WHAT IS EXPECTED: Reproduce the entire Briedis vs. Perez fight summary below word for word.

-- start SOURCE TEXT --

Mairis Briedis vs. Mike Perez
- Date: 30 September 2017
- Venue: Arena Riga, Riga, Latvia
- Title(s) on the line: WBC cruiserweight title

Tale of the tape
- Boxer: Mairis Briedis / Mike Perez
- Nickname: The Latvian Punisher / The Rebel
- Hometown: Riga, Latvia / Sancti Spíritus, Cuba
- Pre-fight record: 22–0 (18 KO) / 22–2–1 (14 KO)
- Age: 32 years, 8 months / 31 years, 11 months
- Height: 6 ft 1 in (185 cm) / 6 ft 1 in (185 cm)
- Weight: 198+1⁄2 lb (90 kg) / 197+1⁄3 lb (90 kg)
- Style: Orthodox / Southpaw
- Recognition: WBC Cruiserweight Champion The Ring No. 4 Ranked Cruiserweight TBRB No. 6 Ranked Cruiserweight / WBC No. 12 Ranked Cruiserweight

Result
- Briedis defeats Perez via UD (116–110, 114–112, 115–111)

-- end SOURCE TEXT --
-- start SUPPLIED DATA --

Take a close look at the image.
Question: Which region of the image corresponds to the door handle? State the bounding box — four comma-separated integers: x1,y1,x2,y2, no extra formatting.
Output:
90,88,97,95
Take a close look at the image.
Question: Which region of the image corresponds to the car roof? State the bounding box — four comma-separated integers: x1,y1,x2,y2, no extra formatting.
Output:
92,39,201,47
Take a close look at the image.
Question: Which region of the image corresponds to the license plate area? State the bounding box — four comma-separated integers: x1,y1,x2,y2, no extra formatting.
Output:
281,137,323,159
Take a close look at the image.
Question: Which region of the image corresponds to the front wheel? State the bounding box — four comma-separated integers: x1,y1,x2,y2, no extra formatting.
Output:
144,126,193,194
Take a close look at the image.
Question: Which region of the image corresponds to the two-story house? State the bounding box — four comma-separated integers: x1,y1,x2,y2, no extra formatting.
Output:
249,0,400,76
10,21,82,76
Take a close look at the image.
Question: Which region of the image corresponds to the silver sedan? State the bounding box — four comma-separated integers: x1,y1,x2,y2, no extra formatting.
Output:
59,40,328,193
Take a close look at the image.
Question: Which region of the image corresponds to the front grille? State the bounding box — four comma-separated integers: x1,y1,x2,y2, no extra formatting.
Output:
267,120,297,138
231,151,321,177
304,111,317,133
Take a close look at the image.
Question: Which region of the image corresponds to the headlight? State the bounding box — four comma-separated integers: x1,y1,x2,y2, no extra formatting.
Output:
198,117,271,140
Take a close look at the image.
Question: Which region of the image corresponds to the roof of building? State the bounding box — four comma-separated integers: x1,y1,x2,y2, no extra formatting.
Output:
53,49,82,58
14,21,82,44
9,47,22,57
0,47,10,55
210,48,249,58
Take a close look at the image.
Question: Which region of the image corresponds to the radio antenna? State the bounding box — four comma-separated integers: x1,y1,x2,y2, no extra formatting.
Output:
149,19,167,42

-- end SUPPLIED DATA --

FINISHED EXERCISE:
Mairis Briedis vs. Mike Perez
- Date: 30 September 2017
- Venue: Arena Riga, Riga, Latvia
- Title(s) on the line: WBC cruiserweight title

Tale of the tape
- Boxer: Mairis Briedis / Mike Perez
- Nickname: The Latvian Punisher / The Rebel
- Hometown: Riga, Latvia / Sancti Spíritus, Cuba
- Pre-fight record: 22–0 (18 KO) / 22–2–1 (14 KO)
- Age: 32 years, 8 months / 31 years, 11 months
- Height: 6 ft 1 in (185 cm) / 6 ft 1 in (185 cm)
- Weight: 198+1⁄2 lb (90 kg) / 197+1⁄3 lb (90 kg)
- Style: Orthodox / Southpaw
- Recognition: WBC Cruiserweight Champion The Ring No. 4 Ranked Cruiserweight TBRB No. 6 Ranked Cruiserweight / WBC No. 12 Ranked Cruiserweight

Result
- Briedis defeats Perez via UD (116–110, 114–112, 115–111)